-- Information supplied follows --
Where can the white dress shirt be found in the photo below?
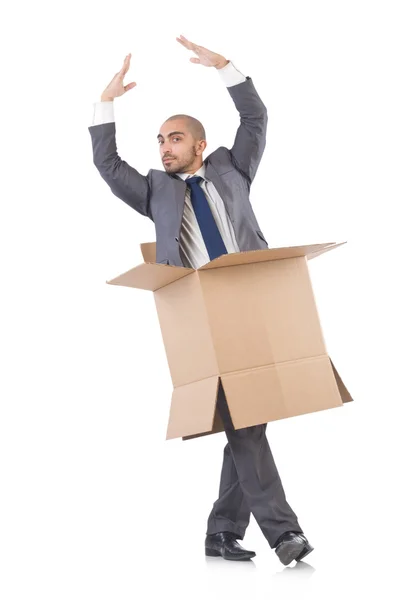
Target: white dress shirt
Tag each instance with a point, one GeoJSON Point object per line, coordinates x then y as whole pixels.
{"type": "Point", "coordinates": [192, 247]}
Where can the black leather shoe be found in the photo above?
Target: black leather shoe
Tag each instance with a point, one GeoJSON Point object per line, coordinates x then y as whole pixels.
{"type": "Point", "coordinates": [225, 544]}
{"type": "Point", "coordinates": [292, 546]}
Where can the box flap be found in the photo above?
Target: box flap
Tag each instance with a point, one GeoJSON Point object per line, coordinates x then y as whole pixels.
{"type": "Point", "coordinates": [193, 408]}
{"type": "Point", "coordinates": [284, 390]}
{"type": "Point", "coordinates": [217, 427]}
{"type": "Point", "coordinates": [341, 386]}
{"type": "Point", "coordinates": [267, 254]}
{"type": "Point", "coordinates": [150, 276]}
{"type": "Point", "coordinates": [148, 250]}
{"type": "Point", "coordinates": [323, 250]}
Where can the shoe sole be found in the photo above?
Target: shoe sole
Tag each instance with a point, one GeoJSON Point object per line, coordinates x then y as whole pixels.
{"type": "Point", "coordinates": [293, 550]}
{"type": "Point", "coordinates": [209, 552]}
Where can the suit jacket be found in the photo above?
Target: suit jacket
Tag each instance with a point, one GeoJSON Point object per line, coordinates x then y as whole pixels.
{"type": "Point", "coordinates": [161, 196]}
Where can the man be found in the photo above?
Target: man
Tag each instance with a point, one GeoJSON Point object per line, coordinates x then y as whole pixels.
{"type": "Point", "coordinates": [201, 209]}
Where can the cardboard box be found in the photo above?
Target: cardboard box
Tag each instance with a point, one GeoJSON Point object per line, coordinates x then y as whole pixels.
{"type": "Point", "coordinates": [248, 320]}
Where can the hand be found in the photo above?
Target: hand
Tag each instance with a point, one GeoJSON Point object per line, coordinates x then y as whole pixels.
{"type": "Point", "coordinates": [205, 57]}
{"type": "Point", "coordinates": [116, 87]}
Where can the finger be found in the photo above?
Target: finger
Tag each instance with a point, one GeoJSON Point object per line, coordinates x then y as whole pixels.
{"type": "Point", "coordinates": [184, 44]}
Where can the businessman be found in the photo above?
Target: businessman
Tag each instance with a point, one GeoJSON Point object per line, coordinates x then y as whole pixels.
{"type": "Point", "coordinates": [201, 209]}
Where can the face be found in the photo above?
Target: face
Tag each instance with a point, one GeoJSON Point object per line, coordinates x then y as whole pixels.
{"type": "Point", "coordinates": [179, 151]}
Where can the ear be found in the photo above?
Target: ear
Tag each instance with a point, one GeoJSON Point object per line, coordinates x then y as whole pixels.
{"type": "Point", "coordinates": [202, 144]}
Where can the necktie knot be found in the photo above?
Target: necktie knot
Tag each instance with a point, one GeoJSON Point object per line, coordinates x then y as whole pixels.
{"type": "Point", "coordinates": [192, 180]}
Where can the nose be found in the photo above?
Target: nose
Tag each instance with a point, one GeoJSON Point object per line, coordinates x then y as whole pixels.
{"type": "Point", "coordinates": [165, 148]}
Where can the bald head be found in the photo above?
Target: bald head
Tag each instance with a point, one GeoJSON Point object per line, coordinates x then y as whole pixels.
{"type": "Point", "coordinates": [182, 143]}
{"type": "Point", "coordinates": [192, 125]}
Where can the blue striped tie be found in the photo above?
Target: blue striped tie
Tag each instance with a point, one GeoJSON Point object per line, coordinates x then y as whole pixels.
{"type": "Point", "coordinates": [208, 227]}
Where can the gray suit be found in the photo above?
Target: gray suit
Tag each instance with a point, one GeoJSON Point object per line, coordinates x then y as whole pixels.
{"type": "Point", "coordinates": [249, 479]}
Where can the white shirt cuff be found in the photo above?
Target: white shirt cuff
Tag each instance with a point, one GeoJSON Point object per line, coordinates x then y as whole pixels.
{"type": "Point", "coordinates": [103, 113]}
{"type": "Point", "coordinates": [230, 75]}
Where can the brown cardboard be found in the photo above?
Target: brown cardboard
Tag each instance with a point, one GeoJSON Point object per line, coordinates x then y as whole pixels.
{"type": "Point", "coordinates": [249, 320]}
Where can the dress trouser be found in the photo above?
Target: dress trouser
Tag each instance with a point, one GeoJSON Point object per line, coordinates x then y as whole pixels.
-- Information supplied concluded --
Exercise — Using the data above, write out every line exactly, leaving the images behind.

Problem solution —
Where can the white dress shirt be found in the photo below?
Target: white dress shirt
Tag each instance with a point, one GeoJSON Point object per line, coordinates x then y as whole pixels.
{"type": "Point", "coordinates": [192, 247]}
Where can the black leather shoe be found in the photo above?
Target: black leather shoe
Tag each instance with a point, one GeoJSON Point object per line, coordinates x then y as whole pixels.
{"type": "Point", "coordinates": [225, 544]}
{"type": "Point", "coordinates": [292, 546]}
Where can the box flap be found in the photo above?
Target: box flap
Tag each instance with a point, one GeoJSON Point object per line, coordinates x then y as whole pixels.
{"type": "Point", "coordinates": [193, 408]}
{"type": "Point", "coordinates": [284, 390]}
{"type": "Point", "coordinates": [217, 427]}
{"type": "Point", "coordinates": [341, 386]}
{"type": "Point", "coordinates": [267, 254]}
{"type": "Point", "coordinates": [150, 276]}
{"type": "Point", "coordinates": [148, 250]}
{"type": "Point", "coordinates": [323, 250]}
Where can the shoe sole be found in the photo above?
Target: shoe sole
Tag each instance with a point, one GeoJSON Point object per line, coordinates x then y as whole pixels.
{"type": "Point", "coordinates": [293, 550]}
{"type": "Point", "coordinates": [209, 552]}
Where can the suit jacket be found in the photo above?
Target: suit jacket
Tag each instance with a point, one GeoJSON Point object per line, coordinates x then y as whole pixels.
{"type": "Point", "coordinates": [161, 196]}
Where can the man be found in the photo above?
Target: man
Tag each instance with a point, one GeoJSON Point object per line, coordinates x then y as whole pixels.
{"type": "Point", "coordinates": [201, 209]}
Where can the cardboard box be found in the photo above?
Target: cardboard box
Tag each instance with a point, one GeoJSON Point object per line, coordinates x then y as whole pixels.
{"type": "Point", "coordinates": [248, 320]}
Where can the hand be found in the photo above?
Target: hand
Tag each instance with a point, one GeoJSON Point object per line, coordinates x then y as whole pixels.
{"type": "Point", "coordinates": [205, 57]}
{"type": "Point", "coordinates": [116, 87]}
Where can the finger be found in the photo above?
Target: finger
Tag each instance with a point, one GeoJSON Point object per line, coordinates x then y as whole pixels.
{"type": "Point", "coordinates": [184, 44]}
Where can the businessman be found in the photo above?
Target: businessman
Tag each instance with a point, one GeoJSON Point object per line, coordinates x then y as whole pixels.
{"type": "Point", "coordinates": [201, 209]}
Where can the face be found in the photo above?
Target: face
Tag each instance with a point, one GeoJSON Point object per line, coordinates x then y as whole pixels.
{"type": "Point", "coordinates": [179, 151]}
Where can the ear be found in the photo above?
Target: ear
Tag each instance with a point, one GeoJSON Point object per line, coordinates x then y as whole pixels.
{"type": "Point", "coordinates": [202, 144]}
Where can the necktie knot be found in the photo above?
Target: necktie knot
Tag each instance with a point, one GeoJSON Point object per line, coordinates x then y as whole pixels.
{"type": "Point", "coordinates": [192, 180]}
Where can the nose be found in the photo above?
Target: nose
Tag each instance with a point, one GeoJSON Point object per line, coordinates x then y as whole pixels.
{"type": "Point", "coordinates": [165, 148]}
Where can the bald head be found in the photo above?
Target: bald head
Tag each instance with a point, one GeoJSON Point object per line, coordinates x then y as whole pixels.
{"type": "Point", "coordinates": [182, 143]}
{"type": "Point", "coordinates": [192, 125]}
Where can the blue striped tie be found in the photo above?
Target: blue striped tie
Tag each instance with a point, one GeoJSON Point object per line, coordinates x then y as whole pixels.
{"type": "Point", "coordinates": [208, 227]}
Where can the gray suit be found in the photo above?
Target: gray suit
Tag each instance with a point, one GeoJSON Point object per line, coordinates x then y as whole pixels.
{"type": "Point", "coordinates": [249, 479]}
Where can the white shirt cuff be found in the photo above?
Target: white shirt cuff
Tag each instance with a point, one GeoJSON Point object per line, coordinates x then y as whole pixels.
{"type": "Point", "coordinates": [103, 113]}
{"type": "Point", "coordinates": [230, 75]}
Where can the brown cardboard be found in the photo above?
Target: brown cardboard
Tag each instance with a point, one GeoJSON Point object per line, coordinates x then y as whole pixels.
{"type": "Point", "coordinates": [249, 320]}
Where can the dress trouser be found in the photo above?
Target: dress trouser
Tag each instance with a point, one GeoJSON Point object per line, coordinates x then y as whole pixels.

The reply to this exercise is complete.